-- BEGIN Listed records --

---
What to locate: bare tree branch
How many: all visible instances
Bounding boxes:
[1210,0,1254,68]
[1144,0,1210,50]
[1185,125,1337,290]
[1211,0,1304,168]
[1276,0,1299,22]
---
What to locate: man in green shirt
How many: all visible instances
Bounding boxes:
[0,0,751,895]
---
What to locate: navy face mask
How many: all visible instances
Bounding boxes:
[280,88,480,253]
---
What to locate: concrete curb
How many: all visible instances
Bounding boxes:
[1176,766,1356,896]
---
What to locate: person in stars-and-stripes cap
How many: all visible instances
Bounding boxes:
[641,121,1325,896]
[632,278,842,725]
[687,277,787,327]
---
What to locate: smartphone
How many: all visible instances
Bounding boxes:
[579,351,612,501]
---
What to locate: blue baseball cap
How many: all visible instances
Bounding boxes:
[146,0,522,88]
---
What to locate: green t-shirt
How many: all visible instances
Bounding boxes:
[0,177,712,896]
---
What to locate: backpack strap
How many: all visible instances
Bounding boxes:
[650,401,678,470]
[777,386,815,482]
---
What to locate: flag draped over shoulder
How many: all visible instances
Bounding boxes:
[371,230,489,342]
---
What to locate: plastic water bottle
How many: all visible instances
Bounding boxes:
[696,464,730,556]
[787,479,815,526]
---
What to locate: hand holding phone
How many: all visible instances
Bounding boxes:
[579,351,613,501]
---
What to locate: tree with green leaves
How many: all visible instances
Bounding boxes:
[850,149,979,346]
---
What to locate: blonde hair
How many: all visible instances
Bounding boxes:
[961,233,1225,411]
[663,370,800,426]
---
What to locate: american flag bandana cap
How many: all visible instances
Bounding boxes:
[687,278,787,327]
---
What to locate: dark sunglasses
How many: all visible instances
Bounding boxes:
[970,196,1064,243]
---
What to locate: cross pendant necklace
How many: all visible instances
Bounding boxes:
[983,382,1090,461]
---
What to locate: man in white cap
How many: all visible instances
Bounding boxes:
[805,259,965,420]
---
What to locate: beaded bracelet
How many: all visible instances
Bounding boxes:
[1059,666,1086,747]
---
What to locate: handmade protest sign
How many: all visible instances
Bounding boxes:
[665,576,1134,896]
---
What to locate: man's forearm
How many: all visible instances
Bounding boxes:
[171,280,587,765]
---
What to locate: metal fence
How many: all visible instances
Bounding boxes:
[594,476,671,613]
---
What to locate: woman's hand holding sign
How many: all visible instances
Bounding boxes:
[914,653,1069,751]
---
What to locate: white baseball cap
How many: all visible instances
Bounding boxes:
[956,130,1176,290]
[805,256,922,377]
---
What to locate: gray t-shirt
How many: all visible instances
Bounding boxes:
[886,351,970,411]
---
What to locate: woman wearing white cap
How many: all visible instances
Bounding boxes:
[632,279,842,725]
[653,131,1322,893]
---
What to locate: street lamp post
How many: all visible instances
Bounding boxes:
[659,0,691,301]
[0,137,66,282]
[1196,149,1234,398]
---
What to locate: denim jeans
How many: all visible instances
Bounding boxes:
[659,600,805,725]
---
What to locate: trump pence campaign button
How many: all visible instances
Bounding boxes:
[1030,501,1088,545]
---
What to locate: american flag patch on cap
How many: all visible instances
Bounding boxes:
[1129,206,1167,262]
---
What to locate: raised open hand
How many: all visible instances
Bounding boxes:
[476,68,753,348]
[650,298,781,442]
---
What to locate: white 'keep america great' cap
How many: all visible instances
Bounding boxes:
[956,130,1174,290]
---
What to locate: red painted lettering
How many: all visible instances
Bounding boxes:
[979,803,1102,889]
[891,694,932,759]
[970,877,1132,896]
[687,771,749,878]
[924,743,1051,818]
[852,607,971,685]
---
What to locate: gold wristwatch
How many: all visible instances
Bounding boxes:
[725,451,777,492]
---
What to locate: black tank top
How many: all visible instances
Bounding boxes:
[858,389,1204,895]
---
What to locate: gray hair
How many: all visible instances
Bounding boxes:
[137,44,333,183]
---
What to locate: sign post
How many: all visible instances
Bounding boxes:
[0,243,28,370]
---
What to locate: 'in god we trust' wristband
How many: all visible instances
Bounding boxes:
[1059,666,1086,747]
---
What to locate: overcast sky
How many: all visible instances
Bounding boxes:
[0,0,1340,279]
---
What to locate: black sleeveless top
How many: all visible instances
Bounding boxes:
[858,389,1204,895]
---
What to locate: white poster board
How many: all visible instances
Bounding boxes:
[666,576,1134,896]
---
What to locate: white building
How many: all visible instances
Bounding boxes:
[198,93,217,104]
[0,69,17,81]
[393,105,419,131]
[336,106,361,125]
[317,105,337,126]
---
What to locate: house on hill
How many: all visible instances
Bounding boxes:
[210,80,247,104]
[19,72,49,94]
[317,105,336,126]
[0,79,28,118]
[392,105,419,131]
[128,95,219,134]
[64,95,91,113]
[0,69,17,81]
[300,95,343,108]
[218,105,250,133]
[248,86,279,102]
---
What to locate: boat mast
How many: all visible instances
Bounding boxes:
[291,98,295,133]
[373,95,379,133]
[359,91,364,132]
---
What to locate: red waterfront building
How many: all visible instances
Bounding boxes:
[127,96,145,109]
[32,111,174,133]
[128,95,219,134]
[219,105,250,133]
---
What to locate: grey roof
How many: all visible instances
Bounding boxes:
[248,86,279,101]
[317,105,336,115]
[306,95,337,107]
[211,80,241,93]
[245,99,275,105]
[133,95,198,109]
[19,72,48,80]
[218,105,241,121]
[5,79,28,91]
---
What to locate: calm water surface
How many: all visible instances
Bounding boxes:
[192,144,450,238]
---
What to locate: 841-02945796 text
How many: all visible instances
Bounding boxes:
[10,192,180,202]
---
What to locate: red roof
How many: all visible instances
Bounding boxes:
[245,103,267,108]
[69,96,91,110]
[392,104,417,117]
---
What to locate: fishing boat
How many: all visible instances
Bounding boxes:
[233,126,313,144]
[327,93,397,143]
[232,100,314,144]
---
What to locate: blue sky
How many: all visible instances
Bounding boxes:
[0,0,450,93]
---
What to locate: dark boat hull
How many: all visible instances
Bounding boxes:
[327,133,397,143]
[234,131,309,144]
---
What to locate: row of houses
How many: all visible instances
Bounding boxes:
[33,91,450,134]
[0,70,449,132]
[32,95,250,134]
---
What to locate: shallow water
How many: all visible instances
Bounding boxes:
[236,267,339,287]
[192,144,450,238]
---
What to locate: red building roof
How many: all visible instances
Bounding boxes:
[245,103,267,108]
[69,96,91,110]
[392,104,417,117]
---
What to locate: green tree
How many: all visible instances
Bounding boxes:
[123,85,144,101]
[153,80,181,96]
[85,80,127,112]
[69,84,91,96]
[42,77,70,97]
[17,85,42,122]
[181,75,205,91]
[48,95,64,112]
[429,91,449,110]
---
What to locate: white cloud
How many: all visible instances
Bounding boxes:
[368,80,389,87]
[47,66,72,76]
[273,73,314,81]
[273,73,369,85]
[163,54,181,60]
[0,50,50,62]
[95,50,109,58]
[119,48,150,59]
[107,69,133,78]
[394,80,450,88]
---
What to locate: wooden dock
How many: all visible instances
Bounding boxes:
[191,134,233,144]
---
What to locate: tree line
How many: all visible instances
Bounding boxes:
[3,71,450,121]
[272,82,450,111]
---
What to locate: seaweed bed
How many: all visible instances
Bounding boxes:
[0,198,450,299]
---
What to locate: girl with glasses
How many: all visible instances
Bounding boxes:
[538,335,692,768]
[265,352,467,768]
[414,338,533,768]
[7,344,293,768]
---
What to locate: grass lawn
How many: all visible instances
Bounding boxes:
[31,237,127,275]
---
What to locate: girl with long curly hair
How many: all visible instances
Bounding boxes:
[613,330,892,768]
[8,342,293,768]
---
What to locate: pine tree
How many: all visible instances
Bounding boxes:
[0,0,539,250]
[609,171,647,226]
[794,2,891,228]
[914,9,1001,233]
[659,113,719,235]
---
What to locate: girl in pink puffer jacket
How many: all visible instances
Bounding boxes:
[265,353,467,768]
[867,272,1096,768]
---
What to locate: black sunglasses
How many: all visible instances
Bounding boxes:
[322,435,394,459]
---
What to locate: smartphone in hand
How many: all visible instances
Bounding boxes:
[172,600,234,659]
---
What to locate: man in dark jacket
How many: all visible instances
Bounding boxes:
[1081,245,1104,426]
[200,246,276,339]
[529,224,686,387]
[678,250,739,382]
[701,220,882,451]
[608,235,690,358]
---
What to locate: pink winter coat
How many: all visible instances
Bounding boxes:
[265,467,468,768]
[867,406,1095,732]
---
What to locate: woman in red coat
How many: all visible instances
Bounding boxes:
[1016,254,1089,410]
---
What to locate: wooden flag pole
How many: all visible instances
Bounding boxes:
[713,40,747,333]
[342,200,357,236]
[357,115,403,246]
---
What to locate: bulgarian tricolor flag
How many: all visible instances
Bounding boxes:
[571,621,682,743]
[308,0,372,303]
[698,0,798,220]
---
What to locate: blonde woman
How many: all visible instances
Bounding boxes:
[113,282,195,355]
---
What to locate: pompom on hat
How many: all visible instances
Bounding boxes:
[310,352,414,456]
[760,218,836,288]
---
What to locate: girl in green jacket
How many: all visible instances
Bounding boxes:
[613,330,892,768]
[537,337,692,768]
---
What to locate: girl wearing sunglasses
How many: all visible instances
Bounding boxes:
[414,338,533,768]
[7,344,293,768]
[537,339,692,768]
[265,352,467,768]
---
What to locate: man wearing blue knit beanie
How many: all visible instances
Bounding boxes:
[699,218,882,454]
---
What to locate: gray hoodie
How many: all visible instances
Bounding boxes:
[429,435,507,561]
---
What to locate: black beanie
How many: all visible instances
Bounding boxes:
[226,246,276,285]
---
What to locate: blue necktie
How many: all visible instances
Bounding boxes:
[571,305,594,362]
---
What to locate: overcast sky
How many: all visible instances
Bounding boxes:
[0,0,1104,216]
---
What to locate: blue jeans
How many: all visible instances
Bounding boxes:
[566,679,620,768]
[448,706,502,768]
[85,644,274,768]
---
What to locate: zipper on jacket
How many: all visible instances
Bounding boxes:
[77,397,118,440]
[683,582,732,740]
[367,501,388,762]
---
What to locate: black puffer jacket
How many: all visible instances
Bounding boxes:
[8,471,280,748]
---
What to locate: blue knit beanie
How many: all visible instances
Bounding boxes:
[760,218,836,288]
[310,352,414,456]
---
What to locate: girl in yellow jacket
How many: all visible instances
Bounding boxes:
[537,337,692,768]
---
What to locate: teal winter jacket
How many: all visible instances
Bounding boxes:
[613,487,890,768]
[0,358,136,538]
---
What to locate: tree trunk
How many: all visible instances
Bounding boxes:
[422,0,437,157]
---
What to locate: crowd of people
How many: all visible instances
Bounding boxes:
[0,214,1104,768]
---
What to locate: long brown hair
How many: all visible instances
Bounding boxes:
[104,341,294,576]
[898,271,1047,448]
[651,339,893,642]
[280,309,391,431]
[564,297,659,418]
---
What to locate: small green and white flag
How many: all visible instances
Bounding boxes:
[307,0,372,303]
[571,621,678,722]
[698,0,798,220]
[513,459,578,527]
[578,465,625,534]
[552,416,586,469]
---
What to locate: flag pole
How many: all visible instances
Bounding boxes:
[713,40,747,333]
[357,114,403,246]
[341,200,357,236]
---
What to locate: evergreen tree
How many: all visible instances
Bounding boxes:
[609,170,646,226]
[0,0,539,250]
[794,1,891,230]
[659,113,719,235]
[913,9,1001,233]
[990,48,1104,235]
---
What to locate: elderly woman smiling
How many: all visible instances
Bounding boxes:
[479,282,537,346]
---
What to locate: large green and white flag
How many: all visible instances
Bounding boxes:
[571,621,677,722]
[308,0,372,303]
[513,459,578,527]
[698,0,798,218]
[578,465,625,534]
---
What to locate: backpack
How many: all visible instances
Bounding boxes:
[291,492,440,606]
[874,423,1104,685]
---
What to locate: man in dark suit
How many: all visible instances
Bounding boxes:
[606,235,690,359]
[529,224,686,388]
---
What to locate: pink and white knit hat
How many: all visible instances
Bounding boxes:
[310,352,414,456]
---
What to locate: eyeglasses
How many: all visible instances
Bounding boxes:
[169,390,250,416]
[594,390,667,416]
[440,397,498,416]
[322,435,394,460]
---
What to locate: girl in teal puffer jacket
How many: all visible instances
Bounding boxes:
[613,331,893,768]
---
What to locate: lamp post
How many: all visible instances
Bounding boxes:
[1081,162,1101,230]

-- END Listed records --

### Task requirements
Reproduce the data word for word from its start through the line containing "[1176,766,1356,896]", including both ends.

### Response
---
What to locate: bare tree branch
How many: all visible instances
Bounding boxes:
[1210,0,1254,68]
[1144,0,1210,50]
[1185,125,1337,290]
[1211,0,1304,168]
[1276,0,1299,22]
---
What to locate: man in green shirt
How many: all visible instances
Bounding boxes:
[0,0,751,895]
---
What to locate: navy face mask
How many: all visible instances
Bounding boxes:
[280,88,480,253]
---
What to locate: concrete curb
How many: all visible instances
Bounding boxes:
[1176,766,1356,896]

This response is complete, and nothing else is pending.